Task instructions: Copy the material that follows word for word and omit its pictures.

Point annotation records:

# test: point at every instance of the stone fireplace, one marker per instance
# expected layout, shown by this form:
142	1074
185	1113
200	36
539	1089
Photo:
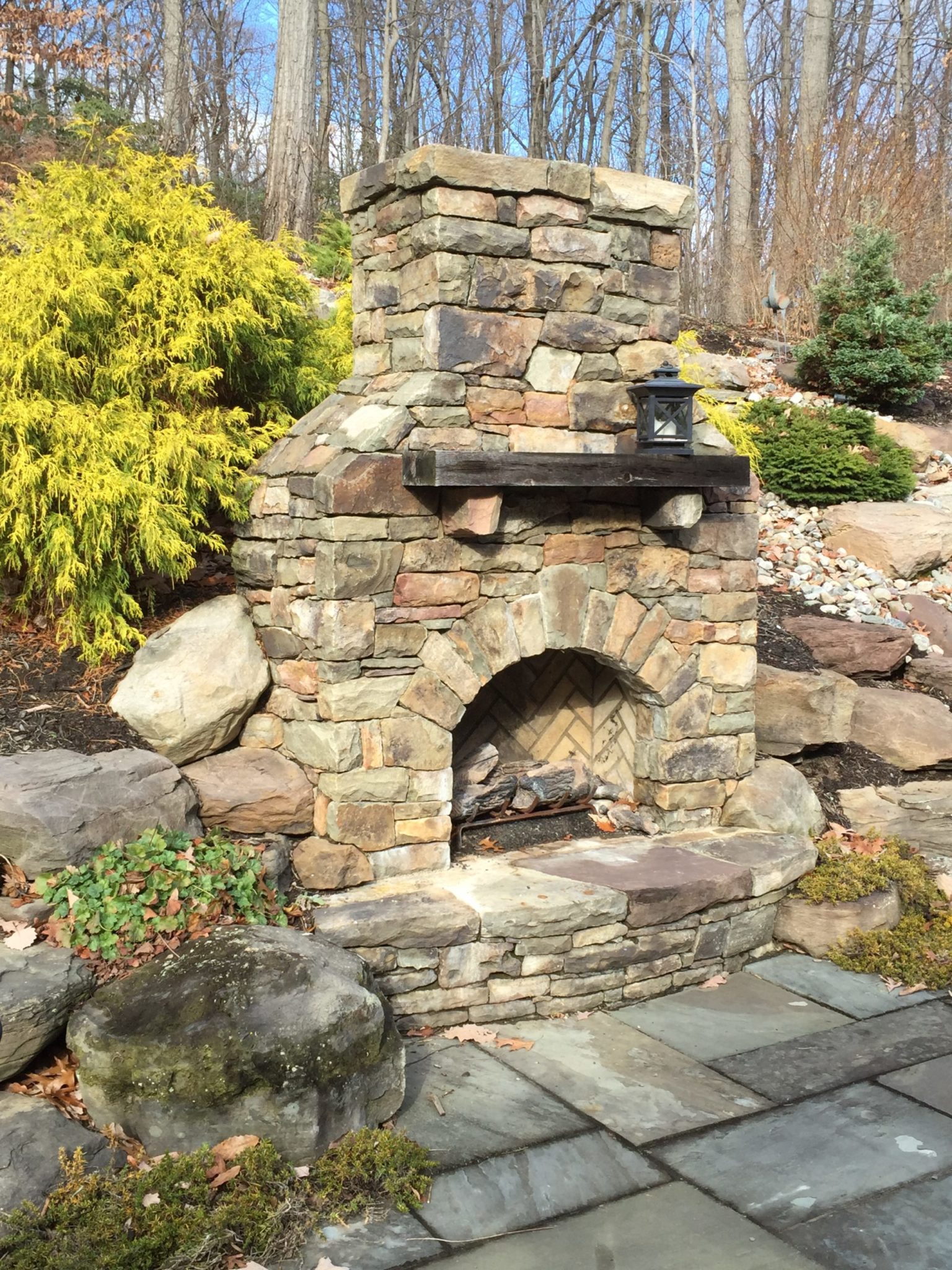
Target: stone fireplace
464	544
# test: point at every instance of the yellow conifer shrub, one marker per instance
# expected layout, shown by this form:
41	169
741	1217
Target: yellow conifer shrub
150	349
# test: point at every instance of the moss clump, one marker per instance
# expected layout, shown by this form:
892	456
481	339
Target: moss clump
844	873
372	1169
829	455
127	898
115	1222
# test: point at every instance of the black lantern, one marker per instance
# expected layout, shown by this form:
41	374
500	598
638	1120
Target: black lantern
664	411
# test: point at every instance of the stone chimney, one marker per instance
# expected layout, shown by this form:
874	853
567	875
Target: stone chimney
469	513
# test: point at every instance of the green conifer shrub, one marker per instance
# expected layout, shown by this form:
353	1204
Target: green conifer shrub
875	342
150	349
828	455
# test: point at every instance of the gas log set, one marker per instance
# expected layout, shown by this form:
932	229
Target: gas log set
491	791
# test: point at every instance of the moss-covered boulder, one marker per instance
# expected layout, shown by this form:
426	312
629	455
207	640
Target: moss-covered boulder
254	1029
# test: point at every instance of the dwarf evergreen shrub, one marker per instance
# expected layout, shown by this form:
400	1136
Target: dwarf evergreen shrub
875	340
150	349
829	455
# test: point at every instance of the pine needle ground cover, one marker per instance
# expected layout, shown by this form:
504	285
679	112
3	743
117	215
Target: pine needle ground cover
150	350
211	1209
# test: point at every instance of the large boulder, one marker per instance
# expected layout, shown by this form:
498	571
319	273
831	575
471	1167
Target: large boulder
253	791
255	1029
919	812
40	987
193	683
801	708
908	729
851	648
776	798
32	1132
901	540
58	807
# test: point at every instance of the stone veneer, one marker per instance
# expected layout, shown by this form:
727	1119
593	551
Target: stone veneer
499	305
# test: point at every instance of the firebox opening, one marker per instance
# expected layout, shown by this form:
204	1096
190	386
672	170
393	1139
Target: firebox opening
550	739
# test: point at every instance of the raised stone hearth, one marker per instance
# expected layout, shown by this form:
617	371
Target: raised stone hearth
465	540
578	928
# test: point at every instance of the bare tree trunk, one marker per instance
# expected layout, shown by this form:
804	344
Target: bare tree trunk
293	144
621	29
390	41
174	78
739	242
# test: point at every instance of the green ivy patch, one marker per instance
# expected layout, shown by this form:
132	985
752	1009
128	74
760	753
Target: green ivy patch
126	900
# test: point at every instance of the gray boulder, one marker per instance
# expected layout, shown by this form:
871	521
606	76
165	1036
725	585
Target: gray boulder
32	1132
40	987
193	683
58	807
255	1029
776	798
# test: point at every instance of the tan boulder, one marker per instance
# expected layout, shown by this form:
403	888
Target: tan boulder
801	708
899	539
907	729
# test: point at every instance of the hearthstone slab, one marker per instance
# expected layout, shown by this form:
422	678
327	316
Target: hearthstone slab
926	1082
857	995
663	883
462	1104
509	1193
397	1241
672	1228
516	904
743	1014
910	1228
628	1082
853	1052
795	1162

Solution for this problem:
# test: point at every instance of the stone fireplace, one marker per instance
# expected layout, shown by this form:
142	1074
185	1113
200	36
539	1089
Photo:
Target: stone fireplace
464	544
# test: point at every instance of the yellow conifer shrub, one marker per instance
# expected layout, shown by this form:
41	169
741	1217
Target: yellow conifer shrub
150	349
# test: point at every instance of the moss clump, one marker per instance
# expected layout, shown by this form:
892	456
481	339
Target: moss clump
844	873
372	1169
829	455
127	898
115	1222
# test: point at every instance of the black lantern, one marker per instance
# expected layout, shown by this form:
41	374
500	598
638	1120
Target: black lantern
664	411
# test: point at every instance of the stone chimney, one marker per instance
# expected layout, shown by this form:
874	853
567	875
Target: stone chimney
469	513
# test: point at every instance of the green conifer shrub, one marker per instance
# expected layout, shown by this form:
353	1204
Target: green conifer shrub
875	342
150	349
828	455
# test: point at every instance of the gas log set, one marker per instance
# expected layout, shown by this form:
932	229
Target: gas log set
491	791
# test: point at every instance of the moss-covered boulder, one marker per instance
# expected layout, shown by this form:
426	312
629	455
207	640
Target: moss-covered boulder
254	1029
# test: point at every instance of the dwarf evergreen shrub, one marker per instance
# expected layout, shown by this form:
400	1136
Target: dwarf evergreen shrub
875	340
150	349
829	455
# test: point at every instance of the pine needle ground cover, one marker per instance
# expected layout, shown by this form:
504	285
679	112
3	743
117	215
Target: pine needle ground cover
150	350
211	1209
# test: point at every instance of the large boulder, one marker per instance
# expected layout, shown by this form:
498	571
319	273
831	575
471	1167
Target: large boulder
253	791
255	1029
919	812
40	987
193	683
801	708
908	729
851	648
776	798
32	1132
901	540
58	807
# test: point at every instance of the stone veneer, one marker per instance
# expected layout, shown by this form:
727	1119
593	551
Target: stone veneer
499	305
# test: point at every instance of the firebox opening, one marker per instance
# expected layout, shown by this form:
204	1096
190	386
672	170
393	1139
Target: firebox opening
550	739
# test: point at every instance of the raised stone hearth, one marker per instance
# expected layout, shown by this form:
617	371
Target: raised stone hearth
465	540
578	928
# test: point at every instance of the bare tree trunk, one marker per instance
# expected layout, shown by this form:
804	344
Target: bare tree trunk
293	144
621	29
390	41
174	78
739	242
# test: point at every instance of the green ivy patch, one marker per instance
# expected layout, shown by this form:
132	985
752	1009
128	74
760	753
Target: green ivy patch
126	900
# test: point at every instance of the gray boulder, one marker per instance
# expected layout, shown by this form:
871	521
606	76
165	1036
725	585
Target: gray boulder
32	1132
40	987
193	683
58	807
255	1029
776	798
# test: point at every instance of the tan boulder, one marker per instance
# expected layout, shown by this form:
403	888
Target: tan boulder
801	708
899	539
907	729
# test: point at every instance of the hearthstone slab, one marker per instance
# expected layout, shown by this form:
422	678
327	316
Target: hearthstone slab
926	1082
857	995
663	883
462	1104
509	1193
397	1241
672	1228
516	904
743	1014
910	1228
628	1082
853	1052
795	1162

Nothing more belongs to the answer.